# [About this exercise]
Reproduce exactly the first line of the material below and every line after it, ending with the line that contains "box: [524, 333, 683, 535]". No pictures should be copied.

──────────

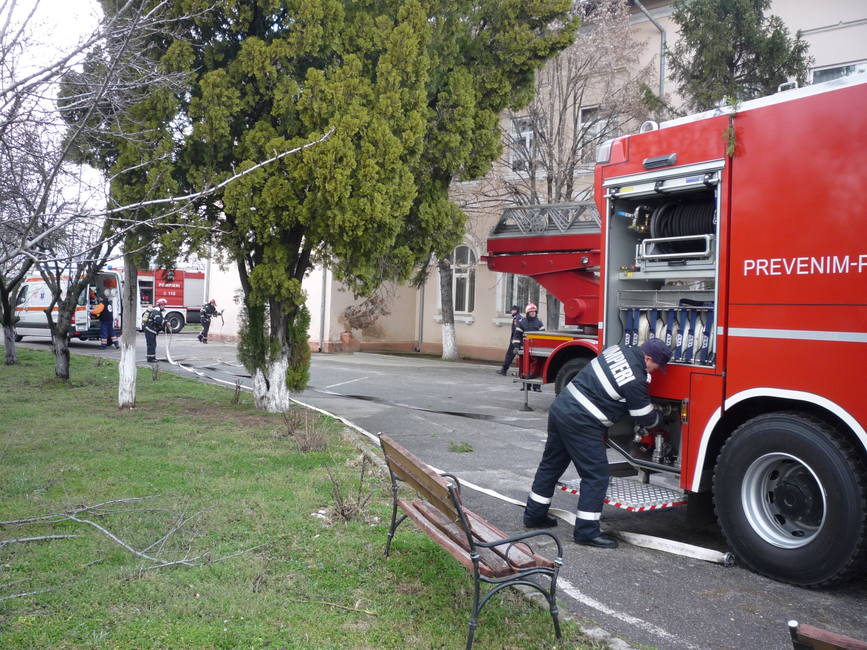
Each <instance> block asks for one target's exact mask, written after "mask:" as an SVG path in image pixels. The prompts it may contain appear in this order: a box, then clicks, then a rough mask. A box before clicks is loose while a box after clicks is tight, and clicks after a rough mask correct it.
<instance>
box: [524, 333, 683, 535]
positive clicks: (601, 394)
mask: <svg viewBox="0 0 867 650" xmlns="http://www.w3.org/2000/svg"><path fill="white" fill-rule="evenodd" d="M671 354H672V352H671V348H669V347H668V346H667V345H666V344H665V343H664V342H663V341H662V340H660V339H657V338H652V339H648V340H647V341H645V342H644V343H642V344H641V346H640V347H636V346H628V347H627V346H625V345H615V346H612V347H610V348H606V349H605V350H603V351H602V354H600V355H599V356H598V357H596V358H595V359H593V360H592V361H591V362H590V363H588V364H587V365H586V366H584V368H583V370H581V372H579V373H578V374H577V375H576V376H575V378H574V379H573V380H572V381H571V383H569V384H568V385H567V386H566V389H564V390H562V391H560V394H559V395H558V396H557V398H556V399H555V400H554V403H553V404H551V408H550V410H549V411H548V440H547V441H546V443H545V451H544V452H543V454H542V460H541V462H540V463H539V468H538V469H537V470H536V477H535V478H534V479H533V488H532V491H531V492H530V496H529V497H528V499H527V507H526V509H525V510H524V525H525V526H526V527H528V528H550V527H552V526H556V525H557V520H556V519H555V518H554V517H552V516H551V515H549V514H548V508H549V507H550V505H551V498H552V497H553V496H554V489H555V487H556V483H557V481H558V480H559V479H560V477H561V476H562V475H563V472H564V471H566V468H567V467H568V466H569V463H570V462H572V463H574V464H575V469H577V470H578V474H579V476H580V477H581V491H580V492H579V495H578V513H577V518H576V520H575V529H574V531H573V533H572V535H573V539H574V540H575V542H576V543H578V544H583V545H586V546H596V547H598V548H617V541H616V540H614V539H612V538H610V537H607V536H606V535H603V534H602V531H601V529H600V528H599V518H600V517H601V515H602V503H603V499H604V498H605V493H606V492H607V490H608V456H607V454H606V452H605V434H606V431H607V429H608V427H610V426H611V425H612V424H613V423H614V422H616V421H617V420H619V419H621V418H622V417H624V416H625V415H627V414H628V415H630V416H631V417H632V418H633V419H634V420H635V423H636V424H638V425H640V426H644V427H656V426H659V424H660V423H661V419H662V418H661V415H660V413H659V412H658V411H657V410H656V408H654V406H653V404H652V403H651V401H650V393H649V391H648V384H649V383H650V373H652V372H654V371H656V370H659V369H661V368H665V364H667V363H668V361H669V359H671Z"/></svg>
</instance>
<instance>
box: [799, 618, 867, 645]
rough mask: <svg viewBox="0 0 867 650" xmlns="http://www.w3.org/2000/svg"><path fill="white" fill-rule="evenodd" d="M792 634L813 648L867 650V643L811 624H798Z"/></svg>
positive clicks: (800, 641) (805, 643)
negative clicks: (853, 638)
mask: <svg viewBox="0 0 867 650" xmlns="http://www.w3.org/2000/svg"><path fill="white" fill-rule="evenodd" d="M790 625H791V623H790ZM793 636H796V637H797V641H798V642H799V643H801V644H803V645H804V646H806V647H808V648H812V649H813V650H867V643H865V642H864V641H859V640H858V639H853V638H852V637H848V636H843V635H842V634H837V633H836V632H831V631H830V630H824V629H822V628H818V627H814V626H812V625H798V626H797V627H796V628H795V632H794V635H793ZM795 647H797V646H795Z"/></svg>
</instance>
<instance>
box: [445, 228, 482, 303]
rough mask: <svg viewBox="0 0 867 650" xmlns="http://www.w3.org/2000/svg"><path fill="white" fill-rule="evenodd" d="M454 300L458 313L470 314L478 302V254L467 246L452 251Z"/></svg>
mask: <svg viewBox="0 0 867 650" xmlns="http://www.w3.org/2000/svg"><path fill="white" fill-rule="evenodd" d="M449 260H450V261H451V263H452V299H453V300H454V309H455V311H456V312H462V313H469V312H472V311H473V309H475V301H476V254H475V252H473V249H471V248H470V247H469V246H467V245H466V244H461V245H460V246H458V247H456V248H455V250H453V251H452V254H451V256H450V257H449Z"/></svg>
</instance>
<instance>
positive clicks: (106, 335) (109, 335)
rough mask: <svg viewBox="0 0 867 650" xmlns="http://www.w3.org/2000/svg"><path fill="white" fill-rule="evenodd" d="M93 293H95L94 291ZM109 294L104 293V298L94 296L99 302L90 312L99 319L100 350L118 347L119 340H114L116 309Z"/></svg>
mask: <svg viewBox="0 0 867 650" xmlns="http://www.w3.org/2000/svg"><path fill="white" fill-rule="evenodd" d="M91 292H93V290H92V289H91ZM107 294H108V291H106V292H105V293H103V294H102V296H98V295H96V294H94V295H95V296H96V298H97V300H98V302H97V304H96V306H95V307H94V308H93V309H92V310H91V311H90V315H91V316H93V317H94V318H99V349H100V350H105V349H106V348H107V347H108V346H110V345H114V347H115V348H117V347H118V342H117V339H115V338H114V308H113V307H112V304H111V298H109V297H108V295H107Z"/></svg>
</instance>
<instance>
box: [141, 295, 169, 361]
mask: <svg viewBox="0 0 867 650" xmlns="http://www.w3.org/2000/svg"><path fill="white" fill-rule="evenodd" d="M168 302H169V301H168V300H166V299H165V298H160V299H159V300H157V302H156V304H155V305H153V306H151V307H148V308H147V309H146V310H145V312H144V313H143V314H142V317H141V325H142V330H143V331H144V333H145V343H146V344H147V360H148V363H156V361H157V334H159V333H160V332H161V331H163V330H164V329H166V328H167V327H168V324H167V323H166V319H165V315H164V314H163V307H164V306H166V305H167V304H168Z"/></svg>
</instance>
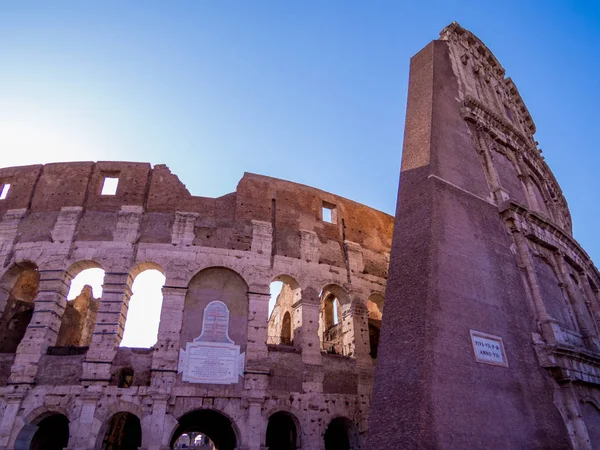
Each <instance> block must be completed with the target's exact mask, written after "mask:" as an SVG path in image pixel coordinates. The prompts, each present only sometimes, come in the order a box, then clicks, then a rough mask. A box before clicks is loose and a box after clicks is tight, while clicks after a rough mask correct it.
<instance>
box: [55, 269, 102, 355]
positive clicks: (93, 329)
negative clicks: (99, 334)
mask: <svg viewBox="0 0 600 450" xmlns="http://www.w3.org/2000/svg"><path fill="white" fill-rule="evenodd" d="M90 269H94V270H95V271H96V270H97V271H102V272H104V268H103V267H102V265H101V264H100V263H98V262H96V261H93V260H81V261H77V262H76V263H74V264H72V265H71V266H70V267H69V268H68V269H67V270H65V272H64V273H63V280H64V283H65V287H68V291H67V292H66V293H65V301H66V303H65V310H64V312H63V315H62V318H61V322H60V328H59V331H58V335H57V337H56V345H57V346H83V347H86V346H88V345H89V344H90V342H91V340H92V332H93V331H94V325H95V323H96V317H97V315H98V307H99V305H100V298H99V297H100V293H99V292H96V295H97V296H98V298H95V297H94V290H93V287H92V286H91V285H90V284H88V283H86V284H85V285H83V286H82V288H81V290H80V289H79V284H81V283H79V282H78V281H77V280H78V279H79V278H80V277H83V278H86V275H85V273H86V271H88V270H90ZM99 275H100V274H99V273H98V276H99ZM102 278H104V274H103V273H102ZM88 281H89V280H88ZM77 291H80V292H77ZM69 297H71V300H69Z"/></svg>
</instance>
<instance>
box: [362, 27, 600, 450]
mask: <svg viewBox="0 0 600 450" xmlns="http://www.w3.org/2000/svg"><path fill="white" fill-rule="evenodd" d="M535 132H536V128H535V125H534V123H533V120H532V118H531V116H530V114H529V111H528V110H527V107H526V106H525V104H524V102H523V100H522V98H521V96H520V94H519V91H518V90H517V88H516V86H515V84H514V82H513V81H512V80H511V79H510V78H507V77H506V76H505V71H504V69H503V68H502V66H501V65H500V63H499V62H498V60H497V59H496V58H495V56H494V55H493V54H492V52H491V51H490V50H489V49H488V48H487V47H486V46H485V45H484V44H483V43H482V42H481V41H480V40H479V39H478V38H477V37H476V36H475V35H473V34H472V33H471V32H469V31H468V30H465V29H464V28H462V27H461V26H460V25H458V24H457V23H453V24H451V25H449V26H448V27H446V28H445V29H444V30H442V32H441V33H440V39H439V40H436V41H433V42H431V43H430V44H429V45H427V46H426V47H425V48H424V49H423V50H421V51H420V52H419V53H418V54H416V55H415V56H414V57H413V58H412V60H411V74H410V86H409V94H408V108H407V117H406V128H405V136H404V148H403V155H402V168H401V177H400V179H401V184H400V188H399V198H398V208H397V217H396V222H395V229H394V244H393V249H392V253H391V260H390V266H389V273H390V275H389V282H388V287H387V291H386V305H385V314H384V315H383V327H382V336H381V345H380V346H379V349H378V362H377V373H376V374H375V383H374V393H373V398H372V402H373V408H372V410H371V418H370V422H369V445H370V447H372V448H416V447H420V448H425V447H427V448H487V447H490V446H500V447H502V448H525V447H526V448H576V449H592V448H597V446H598V444H597V442H596V441H597V433H596V431H597V430H596V427H597V420H596V419H595V418H593V412H594V411H595V409H594V408H596V406H594V405H598V404H599V403H598V402H597V399H598V393H599V392H600V378H599V377H598V375H599V374H600V346H599V341H598V339H599V329H600V321H599V319H600V315H599V314H598V312H599V311H600V303H599V302H598V300H599V298H598V288H597V286H599V282H600V274H599V272H598V270H597V268H596V267H595V266H594V264H593V263H592V261H591V260H590V258H589V256H588V255H587V254H586V253H585V252H584V250H583V249H582V248H581V247H580V246H579V244H578V243H577V242H576V241H575V240H574V239H573V236H572V227H571V218H570V213H569V210H568V207H567V202H566V200H565V198H564V196H563V194H562V192H561V189H560V187H559V185H558V183H557V181H556V179H555V178H554V176H553V174H552V172H551V171H550V168H549V167H548V165H547V164H546V162H545V161H544V158H543V156H542V154H541V150H540V149H539V148H538V143H537V141H536V140H535V138H534V133H535ZM477 333H484V334H485V335H486V336H488V338H485V339H487V341H486V344H487V345H488V346H489V347H486V348H496V349H498V352H495V353H492V352H489V351H488V352H487V354H483V353H479V351H478V345H477V343H476V339H475V337H474V336H475V335H476V334H477ZM480 336H481V334H480ZM492 343H496V347H494V346H493V344H492ZM480 344H482V345H485V344H483V342H480ZM500 344H502V346H501V345H500ZM480 355H484V356H485V355H488V356H489V355H491V356H493V358H496V359H493V360H489V359H488V360H485V358H483V359H482V358H479V356H480ZM390 374H394V377H390ZM415 374H418V376H417V378H416V379H415ZM516 405H519V406H516ZM590 405H592V406H590ZM400 412H401V413H400ZM390 420H393V421H394V425H395V427H394V428H392V427H390V426H389V424H390ZM507 427H508V428H507ZM509 428H510V432H507V430H508V429H509Z"/></svg>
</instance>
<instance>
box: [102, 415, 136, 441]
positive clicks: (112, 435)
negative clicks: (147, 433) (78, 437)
mask: <svg viewBox="0 0 600 450" xmlns="http://www.w3.org/2000/svg"><path fill="white" fill-rule="evenodd" d="M141 446H142V426H141V424H140V419H138V417H137V416H136V415H134V414H131V413H128V412H120V413H117V414H115V415H114V416H112V418H111V419H110V422H109V424H108V429H107V430H106V434H105V435H104V440H103V441H102V450H136V449H138V448H139V447H141Z"/></svg>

──────────

# [Your solution]
Each <instance> block asks for one target's exact mask, written after "mask:" as an SVG path in image pixels. The prompts it may contain appear in this order: a box, then clicks, then a rough mask. A box before clicks is loose while a box after clicks is tight, and clicks after a rough mask correct it.
<instance>
box: [524, 333, 683, 535]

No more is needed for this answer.